'''
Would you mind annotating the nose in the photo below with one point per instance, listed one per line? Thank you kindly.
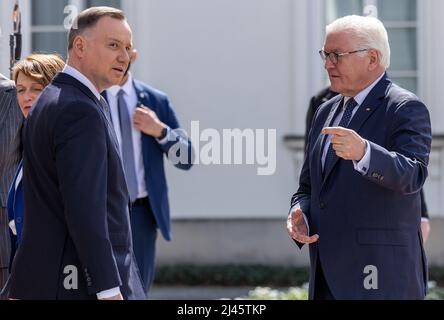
(29, 96)
(125, 56)
(328, 65)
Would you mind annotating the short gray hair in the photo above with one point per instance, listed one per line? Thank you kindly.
(370, 32)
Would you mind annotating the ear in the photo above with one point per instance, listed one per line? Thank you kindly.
(374, 59)
(79, 46)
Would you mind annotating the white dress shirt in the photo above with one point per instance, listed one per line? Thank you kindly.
(361, 166)
(85, 81)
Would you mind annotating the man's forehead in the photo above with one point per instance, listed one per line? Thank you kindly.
(119, 39)
(338, 41)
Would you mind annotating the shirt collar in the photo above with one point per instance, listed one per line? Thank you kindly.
(82, 78)
(360, 97)
(127, 87)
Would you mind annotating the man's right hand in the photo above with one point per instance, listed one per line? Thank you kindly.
(297, 229)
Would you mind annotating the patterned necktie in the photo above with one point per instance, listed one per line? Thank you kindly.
(106, 108)
(345, 120)
(127, 146)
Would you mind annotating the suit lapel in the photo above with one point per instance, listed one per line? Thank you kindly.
(366, 109)
(7, 105)
(328, 123)
(320, 141)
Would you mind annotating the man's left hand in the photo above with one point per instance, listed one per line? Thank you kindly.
(147, 121)
(347, 143)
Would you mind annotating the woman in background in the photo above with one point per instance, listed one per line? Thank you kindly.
(31, 75)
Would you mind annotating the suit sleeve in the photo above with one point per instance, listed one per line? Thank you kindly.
(178, 147)
(402, 166)
(301, 199)
(424, 210)
(81, 160)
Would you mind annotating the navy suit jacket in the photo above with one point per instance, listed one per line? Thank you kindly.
(76, 201)
(15, 207)
(372, 219)
(153, 154)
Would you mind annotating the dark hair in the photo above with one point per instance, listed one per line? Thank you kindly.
(88, 19)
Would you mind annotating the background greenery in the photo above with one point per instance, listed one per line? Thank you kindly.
(264, 278)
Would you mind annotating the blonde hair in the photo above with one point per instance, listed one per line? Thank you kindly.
(40, 67)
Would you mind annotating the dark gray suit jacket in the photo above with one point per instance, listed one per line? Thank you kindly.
(10, 124)
(76, 229)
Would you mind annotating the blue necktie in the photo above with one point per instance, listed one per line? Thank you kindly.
(127, 146)
(345, 120)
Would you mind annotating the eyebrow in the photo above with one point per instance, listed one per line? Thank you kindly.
(119, 41)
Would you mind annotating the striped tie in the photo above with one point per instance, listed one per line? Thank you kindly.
(345, 120)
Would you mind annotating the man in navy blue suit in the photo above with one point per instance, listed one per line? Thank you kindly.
(147, 129)
(358, 200)
(76, 236)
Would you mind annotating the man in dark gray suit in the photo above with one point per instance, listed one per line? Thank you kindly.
(10, 124)
(76, 240)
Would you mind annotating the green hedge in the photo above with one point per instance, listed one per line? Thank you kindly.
(246, 275)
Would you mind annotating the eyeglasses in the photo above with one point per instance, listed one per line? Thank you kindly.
(334, 57)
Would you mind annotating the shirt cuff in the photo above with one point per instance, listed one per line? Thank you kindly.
(296, 206)
(363, 165)
(167, 138)
(106, 294)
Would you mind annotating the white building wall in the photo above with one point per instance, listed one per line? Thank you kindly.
(246, 64)
(231, 64)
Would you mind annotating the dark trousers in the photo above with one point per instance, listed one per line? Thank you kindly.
(321, 290)
(144, 231)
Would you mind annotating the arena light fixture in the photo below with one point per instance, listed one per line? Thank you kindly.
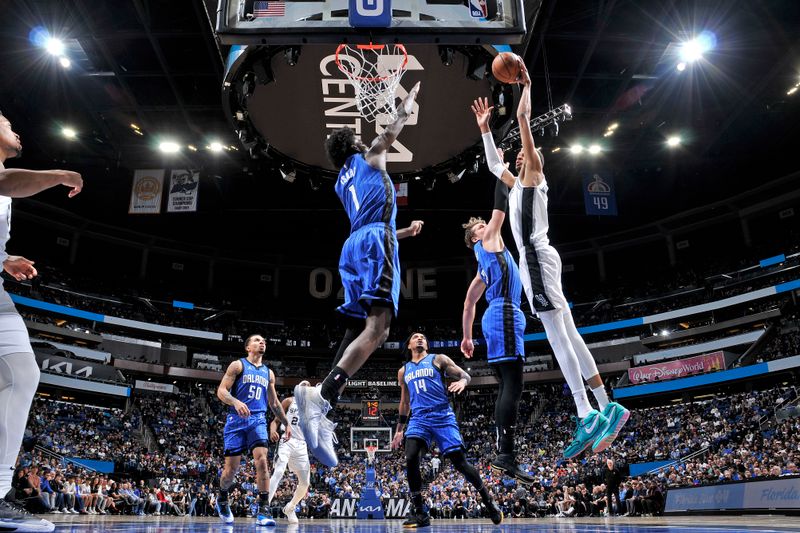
'''
* _Problem requirements_
Every entry above needs to be duplicated exactly, without its images.

* _Your response_
Would you mind annotating the nose in the photo below with one point per instance, listed one per line? Thank you kindly.
(29, 96)
(125, 56)
(328, 65)
Would you mind annotating the short gray hair in the photo above with one point per instance, listed one per line? Thank you kindly.
(370, 32)
Would you mind annotating the ear in the photo above with one point per instance, listed one per line? Thank you kindly.
(374, 59)
(79, 46)
Would you mind annotating the white dress shirt in the photo above with one point per instance, listed one per line? Thank you kindly.
(361, 166)
(85, 81)
Would you mind annotating the man's forehead in the photo above with one point per instance, listed one per line? Thank you kindly.
(119, 39)
(338, 41)
Would you mind annotating the shirt collar in the photo above with one point per instance, listed one per line? Thank you kindly.
(82, 78)
(360, 97)
(127, 87)
Would you mind annotating the man's right hand in the photo above with one point per instance, listed one per line? Thank you kindly.
(297, 229)
Would you mind annotating the patterned necktie in the photo above with one point per instance, listed one per line? Thank you kindly.
(106, 108)
(345, 120)
(127, 146)
Would you mind annotating the suit lapel in the photo above with one point per instance, listed one per line? Thank you kindly.
(366, 109)
(7, 105)
(328, 123)
(320, 141)
Would you mind annotating the man's left hand in the photo above with one point per instance, listed one per line? Thank you kindly.
(147, 121)
(347, 143)
Would you mind annotating the woman in background in the photo above with one point per instance, listed one per line? Thank you kindly.
(31, 75)
Would you mind annotating the suit sleeve in the photo above with one point per instance, listed one per line? Thank you kindly.
(178, 147)
(402, 166)
(301, 199)
(424, 210)
(81, 160)
Would you mind annotating the navy suit jacket in the photo above with one point per instance, listed one per line? Thank you kindly.
(76, 201)
(15, 207)
(372, 219)
(153, 154)
Would you mind annotating the dark hair in the photo above with one point per instance, listed one per line? Thank you kindly.
(88, 19)
Would you mind annotating the background greenery in the photo above with one point per instance, listed one per line? Thank you kindly.
(264, 278)
Would you mind annotating the blonde hair in the photo above with one point per instance, listed one per line? Thank you kindly.
(40, 67)
Would you mind annotating the dark gray suit jacket in the photo above with one point per instance, listed one per line? Thank you kindly.
(10, 124)
(76, 229)
Would you mind annotating the blue necktie in the photo above with one point per instance, listed one per line? Thank you kindly.
(127, 146)
(345, 120)
Would you mind annotating the eyebrow in the photo above with one point per instance, listed one per line? Thank you kindly.
(119, 41)
Would you mind annotating the striped tie in the photo above with one point per instance, listed one per line? Thank you kindly.
(345, 120)
Would you mind annotating the man in navy blue suit in the photo above with one point per instance, listed one per line? Thank you kindly.
(147, 129)
(358, 200)
(76, 236)
Would you mind annotating the man in dark gray suit in the photo above with one point per instance, listed one per line? Thank you kindly.
(10, 124)
(76, 240)
Would you mind annotating the green hedge in the photo above with one point per instance, listed one per line? Thank you kindly.
(246, 275)
Would you mind annotating the eyeglasses in the photo above with one point per instance, listed one per line? Thank you kindly.
(334, 57)
Would you mind annotating the shirt cuff in the photo above with one point per instance, listed one per line? Thank you kindly.
(296, 206)
(363, 165)
(167, 138)
(106, 294)
Would you mind annotating the white building wall in the photo above with one point per instance, listed one per line? Thank you kindly.
(246, 64)
(231, 64)
Would you mind annotating the dark trousers in the photo above with one point per instance, listed one per line? Thank you kindly.
(321, 290)
(144, 231)
Would you mind annotating the arena light fixture in the photo below with one point per instance, listed one per line? Thank you kindly.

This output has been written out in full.